* EXTRACT

An Evaluation of Object Name Hashing

Ceph splits files into objects, which end up distributed across the Ceph cluster. What would happen if the objects ended all up on the same OSD?

data/40/c57e9e-3f08-4105-a648-d64ba9347b60/prefix_hashing.png

I called this modification Striper Prefix Hashing, as I modified the object name hash to only include the prefix added by the Striper. The striper is the piece of code that does the file-to-object splitting (Ceph Dev Doc, Ceph User Doc). Since I was at it I also tested a different hash function.

The analysis uses the most real-world data I was able to find: A 10% sample of a tape-based archive system used by the European Centre for Medium-Range Weather Forecasts (ECMWF). I focused on balance of the resulting cluster (Objects / OSD, Size / OSD), since I could not obtain a Ceph cluster for ~ 1.6 PiB data to do performance testing on.

I did the aforementioned as part of my Master's Thesis. The results are quite interesting: Striper Prefix Hashing doesn't ruin the balance of the cluster.

Update 2016-01-26:

I reran the tests with more hash functions:

Implementation

My changes are available on github: Branch, Diff with current master branch (Old changes, without crypto hashes: Branch, Diff with current master branch)

The changes branch of the Ceph master branch (commit-ish 256dc84) from Jan 14, 2016.

The key change introduced by Striper Prefix Hashing is in the pg_pool_t:: hash_key method. It is called by OSDMap::object_locator_to_pg, which converts an object ID (object_t oid) and object locator (object_locator_t loc, it also contains the pool ID) to a placement group (pg_t pg).

  uint32_t pg_pool_t::hash_key(const string& key,
                               const string& ns) const
  {
    string n = make_hash_str(key, ns);
    return ceph_str_hash(object_hash, n.c_str(), n.length());
  }

The changed method, truncates the object's name at the first dot found in the string inkey, which happens to be the sequence number part for object names generated by the Ceph Striper.

  uint32_t pg_pool_t::hash_key(const string& inkey,
                               const string& ns) const
  {
    string key(inkey);

    if (flags & FLAG_HASHPSONLYPREFIX) {
      string::size_type n = inkey.find(".");

      if (n != string::npos) {
        key = inkey.substr(0, n) ;
      }
    }

    string n = make_hash_str(key, ns);
    return ceph_str_hash(object_hash, n.c_str(), n.length());
  }

Ceph's Hash Functions

Object name hashes are 32 Bit and computed using a variant of the RJenkins1 hash function. It is not cryptographic and designed for hash tables.

Ceph also contains code of the Linux dcache hash function, which is not used for object names and without changes to the code, not configurable. Its implementation is quite succinct compared to the 57 SLOC of RJenkins:

/*
 * linux dcache hash
 */
unsigned ceph_str_hash_linux(const char *str, unsigned length)

* LISTING

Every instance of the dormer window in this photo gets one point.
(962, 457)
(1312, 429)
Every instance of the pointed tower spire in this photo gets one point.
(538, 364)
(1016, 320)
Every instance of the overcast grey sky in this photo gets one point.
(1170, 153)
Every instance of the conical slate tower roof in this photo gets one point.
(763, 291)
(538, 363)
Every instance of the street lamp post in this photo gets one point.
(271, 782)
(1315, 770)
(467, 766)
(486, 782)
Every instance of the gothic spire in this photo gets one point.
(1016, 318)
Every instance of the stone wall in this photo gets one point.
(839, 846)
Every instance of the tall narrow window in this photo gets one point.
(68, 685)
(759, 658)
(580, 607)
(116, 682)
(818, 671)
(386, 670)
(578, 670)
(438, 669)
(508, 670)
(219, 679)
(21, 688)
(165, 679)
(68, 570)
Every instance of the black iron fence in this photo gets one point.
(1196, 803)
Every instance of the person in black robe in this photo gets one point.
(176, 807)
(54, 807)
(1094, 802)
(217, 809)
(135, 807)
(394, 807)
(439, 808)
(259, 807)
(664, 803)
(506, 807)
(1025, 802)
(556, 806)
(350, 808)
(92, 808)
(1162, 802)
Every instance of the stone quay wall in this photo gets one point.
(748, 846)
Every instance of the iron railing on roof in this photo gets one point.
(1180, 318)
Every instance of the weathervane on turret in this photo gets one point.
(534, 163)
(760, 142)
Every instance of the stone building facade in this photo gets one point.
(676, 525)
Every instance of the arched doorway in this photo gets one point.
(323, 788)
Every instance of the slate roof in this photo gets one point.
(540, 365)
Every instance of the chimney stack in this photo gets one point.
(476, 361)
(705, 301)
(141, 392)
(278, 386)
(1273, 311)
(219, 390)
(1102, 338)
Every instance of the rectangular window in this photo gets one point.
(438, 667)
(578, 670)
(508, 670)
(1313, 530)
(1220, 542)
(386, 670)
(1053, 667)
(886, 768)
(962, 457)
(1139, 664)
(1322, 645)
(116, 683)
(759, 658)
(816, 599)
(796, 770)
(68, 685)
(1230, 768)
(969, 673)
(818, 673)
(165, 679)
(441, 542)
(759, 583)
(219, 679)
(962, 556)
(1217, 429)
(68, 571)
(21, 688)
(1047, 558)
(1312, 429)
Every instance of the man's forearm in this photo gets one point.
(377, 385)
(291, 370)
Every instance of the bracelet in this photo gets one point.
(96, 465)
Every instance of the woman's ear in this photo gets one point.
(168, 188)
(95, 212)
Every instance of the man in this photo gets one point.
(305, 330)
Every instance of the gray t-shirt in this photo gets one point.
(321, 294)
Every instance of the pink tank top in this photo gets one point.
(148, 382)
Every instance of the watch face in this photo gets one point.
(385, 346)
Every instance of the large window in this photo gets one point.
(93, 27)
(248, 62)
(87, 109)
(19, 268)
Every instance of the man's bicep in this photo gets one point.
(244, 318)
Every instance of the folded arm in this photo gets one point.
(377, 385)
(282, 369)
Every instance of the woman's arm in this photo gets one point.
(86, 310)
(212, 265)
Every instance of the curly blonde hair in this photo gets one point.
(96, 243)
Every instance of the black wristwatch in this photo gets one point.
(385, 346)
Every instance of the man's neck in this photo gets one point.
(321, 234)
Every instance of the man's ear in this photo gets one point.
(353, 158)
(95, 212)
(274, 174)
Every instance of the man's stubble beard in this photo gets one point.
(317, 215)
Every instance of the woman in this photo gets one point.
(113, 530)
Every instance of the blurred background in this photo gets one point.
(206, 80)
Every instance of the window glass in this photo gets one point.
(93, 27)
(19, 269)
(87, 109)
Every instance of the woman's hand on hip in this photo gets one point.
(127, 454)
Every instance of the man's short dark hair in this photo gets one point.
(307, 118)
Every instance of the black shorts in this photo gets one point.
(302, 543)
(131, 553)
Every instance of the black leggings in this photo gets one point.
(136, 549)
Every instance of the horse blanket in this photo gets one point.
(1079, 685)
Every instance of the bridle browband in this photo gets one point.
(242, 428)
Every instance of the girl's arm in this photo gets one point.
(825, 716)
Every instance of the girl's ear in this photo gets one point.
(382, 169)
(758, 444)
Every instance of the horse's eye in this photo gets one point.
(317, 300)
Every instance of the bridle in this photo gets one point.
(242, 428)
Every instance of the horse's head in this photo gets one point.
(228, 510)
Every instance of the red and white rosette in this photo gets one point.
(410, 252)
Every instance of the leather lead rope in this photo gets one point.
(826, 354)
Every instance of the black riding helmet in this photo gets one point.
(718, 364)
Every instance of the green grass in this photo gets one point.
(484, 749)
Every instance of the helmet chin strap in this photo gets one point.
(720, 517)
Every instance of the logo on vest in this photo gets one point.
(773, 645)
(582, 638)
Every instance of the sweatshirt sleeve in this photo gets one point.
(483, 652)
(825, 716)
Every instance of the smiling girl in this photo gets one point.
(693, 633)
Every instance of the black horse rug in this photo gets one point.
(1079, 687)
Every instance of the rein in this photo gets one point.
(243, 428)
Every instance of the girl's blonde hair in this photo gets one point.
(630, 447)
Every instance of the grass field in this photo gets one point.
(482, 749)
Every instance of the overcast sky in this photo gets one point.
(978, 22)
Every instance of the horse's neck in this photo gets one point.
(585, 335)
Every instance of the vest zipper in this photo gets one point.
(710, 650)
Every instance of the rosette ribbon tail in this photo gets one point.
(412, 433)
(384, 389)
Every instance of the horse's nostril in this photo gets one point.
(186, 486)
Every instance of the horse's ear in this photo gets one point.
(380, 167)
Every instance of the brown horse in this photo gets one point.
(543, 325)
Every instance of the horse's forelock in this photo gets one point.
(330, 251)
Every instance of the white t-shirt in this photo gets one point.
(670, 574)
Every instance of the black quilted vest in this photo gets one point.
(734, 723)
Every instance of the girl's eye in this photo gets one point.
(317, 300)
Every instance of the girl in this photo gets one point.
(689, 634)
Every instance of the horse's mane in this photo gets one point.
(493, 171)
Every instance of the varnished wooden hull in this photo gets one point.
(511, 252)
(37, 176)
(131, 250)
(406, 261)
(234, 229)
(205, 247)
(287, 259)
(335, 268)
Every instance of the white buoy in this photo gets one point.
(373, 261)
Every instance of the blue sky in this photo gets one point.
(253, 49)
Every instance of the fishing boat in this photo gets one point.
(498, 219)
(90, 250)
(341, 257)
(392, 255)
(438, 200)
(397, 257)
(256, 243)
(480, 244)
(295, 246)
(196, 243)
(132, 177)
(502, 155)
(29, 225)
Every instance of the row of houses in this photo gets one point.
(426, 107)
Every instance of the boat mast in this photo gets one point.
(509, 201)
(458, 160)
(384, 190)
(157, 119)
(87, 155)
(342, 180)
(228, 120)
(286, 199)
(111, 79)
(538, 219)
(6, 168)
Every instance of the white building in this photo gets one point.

* TASK LIST
1. Repeat the passage of the object name hashing article that begins at the words "The analysis uses" and stops after "of the cluster.".
2. Answer these questions from the object name hashing article:
(a) What portion of the tape-based archive system was used as data, and which organization uses that system?
(b) Which method contains the key change introduced by Striper Prefix Hashing?
(c) How many bits long are object name hashes?
3. Carry the object name hashing article forward, starting right after its last line.
The items above are separate material, apart from the object name hashing article.

* EXPECTED ANSWERS
1.
The analysis uses the most real-world data I was able to find: A 10% sample of a tape-based archive system used by the European Centre for Medium-Range Weather Forecasts (ECMWF). I focused on balance of the resulting cluster (Objects / OSD, Size / OSD), since I could not obtain a Ceph cluster for ~ 1.6 PiB data to do performance testing on.

I did the aforementioned as part of my Master's Thesis. The results are quite interesting: Striper Prefix Hashing doesn't ruin the balance of the cluster.

2.
(a) A 10% sample, from the system used by the European Centre for Medium-Range Weather Forecasts (ECMWF).
(b) The pg_pool_t:: hash_key method.
(c) 32 bits.

3.
{
        unsigned long hash = 0;

        while (length--) {
                unsigned char c = *str++;
                hash = (hash + (c << 4) + (c >> 4)) * 11;
        }
        return hash;
}

Since the implementation was already there I included it in the benchmarks. I plan on re-running the tests with a cryptographic hash function soon.

The new ceph_str_hash functions are wrappers around crypto++'s functions (See: ceph_hash.cc). Endianness was a bit tricky. I hardcoded the conversions of crypto++'s byte arrays to unsigned long and put some sanity checks in the hash simulator. For truncation of SHA-1 and MD5 I used crypto++'s CalculateTruncatedDigest function.

Methodology

Workload

The workload was taken from the research paper Analysis of the ECMWF Storage Landscape2. The paper discusses two systems; I used the ECFS HPSS trace, which is a tape-based general purpose archive system. It consists of filenames, sizes, access and modification timestamps.

As the trace is quite large with 14.8 PiB and 137 million files, I used a 10% random sample. It is still 1.595 PiB, which would need at least 544 3 TiB hard drives in a pool without replication.

Trace in summary:

  • 14950112 files
  • 1.595 PiB data in total
  • The biggest file is 32 GiB
  • 47.04 % of all files are smaller or equal to 4 MB (one Ceph object), but in total amount only to 5.495 GiB data (0.34 % total storage)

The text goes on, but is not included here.